> **PROBLEM DESCRIPTION**:
In the entries that follow, identify the line containing "# test: point on every instance of the white long" and return it together with all later lines, exactly as they appear.

-- Start of DATASET ENTRIES --

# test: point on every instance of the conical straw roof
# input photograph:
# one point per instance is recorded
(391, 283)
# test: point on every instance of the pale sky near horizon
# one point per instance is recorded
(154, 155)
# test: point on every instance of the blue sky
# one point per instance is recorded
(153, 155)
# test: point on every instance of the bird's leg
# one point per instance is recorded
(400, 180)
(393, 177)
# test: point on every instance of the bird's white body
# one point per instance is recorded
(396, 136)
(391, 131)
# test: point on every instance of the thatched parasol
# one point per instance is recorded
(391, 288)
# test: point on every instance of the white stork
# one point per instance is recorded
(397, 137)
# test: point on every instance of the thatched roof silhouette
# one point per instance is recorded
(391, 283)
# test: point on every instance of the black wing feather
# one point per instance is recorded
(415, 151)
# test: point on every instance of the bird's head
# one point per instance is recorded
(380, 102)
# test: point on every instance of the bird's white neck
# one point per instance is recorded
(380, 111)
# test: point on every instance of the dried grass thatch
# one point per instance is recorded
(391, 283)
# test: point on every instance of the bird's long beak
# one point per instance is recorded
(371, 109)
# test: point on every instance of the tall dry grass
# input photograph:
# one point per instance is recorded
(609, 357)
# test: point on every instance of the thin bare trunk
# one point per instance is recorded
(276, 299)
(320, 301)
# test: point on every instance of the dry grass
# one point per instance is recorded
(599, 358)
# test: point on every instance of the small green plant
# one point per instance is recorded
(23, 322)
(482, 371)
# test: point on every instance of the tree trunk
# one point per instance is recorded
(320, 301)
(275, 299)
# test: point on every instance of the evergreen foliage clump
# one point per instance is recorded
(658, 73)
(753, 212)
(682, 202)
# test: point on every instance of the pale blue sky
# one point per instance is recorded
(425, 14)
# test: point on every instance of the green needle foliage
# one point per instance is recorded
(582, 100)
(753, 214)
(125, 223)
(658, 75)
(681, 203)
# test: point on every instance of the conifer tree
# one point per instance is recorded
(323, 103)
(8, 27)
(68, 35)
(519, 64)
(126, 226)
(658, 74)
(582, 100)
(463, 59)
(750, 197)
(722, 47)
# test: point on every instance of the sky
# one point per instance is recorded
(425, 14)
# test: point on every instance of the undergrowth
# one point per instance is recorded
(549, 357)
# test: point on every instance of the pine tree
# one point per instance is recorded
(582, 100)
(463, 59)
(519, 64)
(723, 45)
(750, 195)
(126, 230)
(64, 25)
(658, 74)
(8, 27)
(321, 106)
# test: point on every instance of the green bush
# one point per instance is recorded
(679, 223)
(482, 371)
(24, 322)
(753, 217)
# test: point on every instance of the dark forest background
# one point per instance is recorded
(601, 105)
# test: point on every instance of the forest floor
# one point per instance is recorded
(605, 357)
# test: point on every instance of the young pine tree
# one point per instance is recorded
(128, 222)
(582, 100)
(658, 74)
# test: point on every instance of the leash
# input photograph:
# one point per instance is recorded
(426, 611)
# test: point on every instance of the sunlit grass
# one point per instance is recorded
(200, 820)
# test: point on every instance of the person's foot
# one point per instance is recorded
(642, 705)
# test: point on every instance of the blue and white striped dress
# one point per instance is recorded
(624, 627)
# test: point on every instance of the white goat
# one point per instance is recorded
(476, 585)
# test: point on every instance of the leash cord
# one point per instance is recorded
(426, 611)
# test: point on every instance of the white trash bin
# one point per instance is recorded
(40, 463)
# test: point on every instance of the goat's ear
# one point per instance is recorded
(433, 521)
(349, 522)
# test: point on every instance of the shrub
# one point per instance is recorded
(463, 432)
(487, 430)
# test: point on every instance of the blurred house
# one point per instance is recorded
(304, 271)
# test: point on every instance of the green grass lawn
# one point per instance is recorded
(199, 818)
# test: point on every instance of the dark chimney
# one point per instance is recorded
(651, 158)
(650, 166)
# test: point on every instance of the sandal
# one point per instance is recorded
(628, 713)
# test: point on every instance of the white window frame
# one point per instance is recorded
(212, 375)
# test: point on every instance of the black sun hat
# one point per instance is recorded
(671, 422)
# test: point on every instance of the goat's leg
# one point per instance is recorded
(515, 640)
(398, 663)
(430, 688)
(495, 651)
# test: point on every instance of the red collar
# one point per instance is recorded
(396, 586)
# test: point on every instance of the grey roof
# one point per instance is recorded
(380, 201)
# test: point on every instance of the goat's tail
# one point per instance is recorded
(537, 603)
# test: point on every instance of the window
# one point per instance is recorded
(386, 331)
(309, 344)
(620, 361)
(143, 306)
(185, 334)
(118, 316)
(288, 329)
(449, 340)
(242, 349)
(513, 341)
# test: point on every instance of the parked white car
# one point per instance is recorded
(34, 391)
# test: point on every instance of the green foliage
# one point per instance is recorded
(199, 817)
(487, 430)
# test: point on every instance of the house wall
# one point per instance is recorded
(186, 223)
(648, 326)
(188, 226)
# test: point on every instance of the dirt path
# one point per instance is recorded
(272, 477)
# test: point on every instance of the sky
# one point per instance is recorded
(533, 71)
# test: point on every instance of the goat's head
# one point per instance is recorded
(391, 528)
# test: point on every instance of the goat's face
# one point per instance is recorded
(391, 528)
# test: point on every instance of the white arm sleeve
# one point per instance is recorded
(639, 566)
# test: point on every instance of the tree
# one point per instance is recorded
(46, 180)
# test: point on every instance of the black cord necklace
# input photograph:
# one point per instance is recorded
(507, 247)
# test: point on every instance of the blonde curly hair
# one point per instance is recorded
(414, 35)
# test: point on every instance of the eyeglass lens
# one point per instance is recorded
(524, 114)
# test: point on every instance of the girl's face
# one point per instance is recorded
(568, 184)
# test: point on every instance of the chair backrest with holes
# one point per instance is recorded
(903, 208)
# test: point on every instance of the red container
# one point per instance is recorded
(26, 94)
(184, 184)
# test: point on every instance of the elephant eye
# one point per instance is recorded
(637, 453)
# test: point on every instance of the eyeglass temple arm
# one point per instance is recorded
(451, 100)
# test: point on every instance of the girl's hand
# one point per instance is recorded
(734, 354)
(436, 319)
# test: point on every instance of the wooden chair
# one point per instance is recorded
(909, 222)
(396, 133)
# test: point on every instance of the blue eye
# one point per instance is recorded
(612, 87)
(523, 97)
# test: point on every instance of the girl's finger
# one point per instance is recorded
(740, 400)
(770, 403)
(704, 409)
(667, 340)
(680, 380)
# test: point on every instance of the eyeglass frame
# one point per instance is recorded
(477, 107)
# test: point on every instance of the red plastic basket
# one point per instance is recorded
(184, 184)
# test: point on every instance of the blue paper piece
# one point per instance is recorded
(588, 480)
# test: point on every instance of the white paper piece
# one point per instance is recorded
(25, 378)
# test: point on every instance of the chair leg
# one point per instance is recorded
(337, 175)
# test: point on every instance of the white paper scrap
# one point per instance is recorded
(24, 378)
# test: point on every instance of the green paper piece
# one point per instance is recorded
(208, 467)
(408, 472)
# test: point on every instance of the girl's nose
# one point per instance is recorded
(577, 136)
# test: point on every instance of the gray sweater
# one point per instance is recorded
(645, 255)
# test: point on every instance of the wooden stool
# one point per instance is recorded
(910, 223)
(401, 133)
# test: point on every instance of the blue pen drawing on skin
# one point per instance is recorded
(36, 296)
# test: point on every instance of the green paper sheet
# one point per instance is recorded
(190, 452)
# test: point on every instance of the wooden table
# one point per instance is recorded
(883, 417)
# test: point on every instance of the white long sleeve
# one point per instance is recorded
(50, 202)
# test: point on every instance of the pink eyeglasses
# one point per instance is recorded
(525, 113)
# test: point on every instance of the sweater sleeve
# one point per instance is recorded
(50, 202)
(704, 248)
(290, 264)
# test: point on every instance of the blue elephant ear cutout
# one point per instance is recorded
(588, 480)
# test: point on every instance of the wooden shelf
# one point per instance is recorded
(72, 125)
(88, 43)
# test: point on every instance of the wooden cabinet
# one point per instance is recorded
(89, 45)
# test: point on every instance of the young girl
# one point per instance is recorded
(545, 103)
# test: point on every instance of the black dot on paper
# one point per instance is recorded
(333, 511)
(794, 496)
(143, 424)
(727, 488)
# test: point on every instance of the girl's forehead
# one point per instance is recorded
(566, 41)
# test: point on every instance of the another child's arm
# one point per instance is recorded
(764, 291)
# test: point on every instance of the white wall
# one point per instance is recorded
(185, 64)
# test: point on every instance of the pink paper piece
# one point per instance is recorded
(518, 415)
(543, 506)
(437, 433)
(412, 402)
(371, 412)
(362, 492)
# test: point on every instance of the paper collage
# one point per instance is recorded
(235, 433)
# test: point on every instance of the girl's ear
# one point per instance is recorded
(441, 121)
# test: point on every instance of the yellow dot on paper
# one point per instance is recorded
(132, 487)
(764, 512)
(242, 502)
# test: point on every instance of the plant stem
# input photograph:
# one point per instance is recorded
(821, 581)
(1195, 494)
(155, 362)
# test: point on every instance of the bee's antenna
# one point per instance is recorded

-- End of DATASET ENTRIES --

> **SOLVED EXERCISE**:
# test: point on every instance of the white long sleeve
# one point per instance is recorded
(50, 202)
# test: point on every instance of the pink eyeglasses
# one point per instance is recorded
(525, 113)
# test: point on every instance of the sweater sleeve
# one point per instance is recorded
(50, 202)
(704, 248)
(290, 264)
# test: point on every instance of the blue elephant ear cutout
# one point per instance is recorded
(588, 480)
# test: point on every instance of the wooden shelf
# one point per instance is recorded
(72, 125)
(88, 43)
# test: point on every instance of the wooden cabinet
# one point per instance is recorded
(89, 45)
# test: point on every instance of the young girl
# one point per instance is recorded
(545, 103)
# test: point on every instance of the black dot on paper
# one point per instance is recorded
(333, 511)
(794, 496)
(143, 424)
(727, 488)
# test: point on every instance of the girl's forehead
# one point per instance is recorded
(566, 41)
# test: point on every instance of the another child's arm
# one point per instance is recorded
(764, 291)
# test: point on every instance of the white wall
# one point per instance is recorded
(185, 64)
# test: point on every instance of the pink paper piece
# one point per instance is recorded
(518, 415)
(543, 506)
(437, 433)
(412, 402)
(371, 412)
(362, 492)
# test: point on every instance of the paper collage
# one point per instance is recorded
(235, 433)
# test: point on every instance of the girl's ear
# one point per instance is recorded
(441, 121)
# test: point on every instance of the yellow dot on paper
# one point per instance is recorded
(132, 487)
(764, 512)
(242, 502)
# test: point on every instance of the plant stem
# input photograph:
# one point per instance is recorded
(821, 581)
(1195, 494)
(155, 362)
# test: point on every instance of the bee's antenna
# one point per instance is recorded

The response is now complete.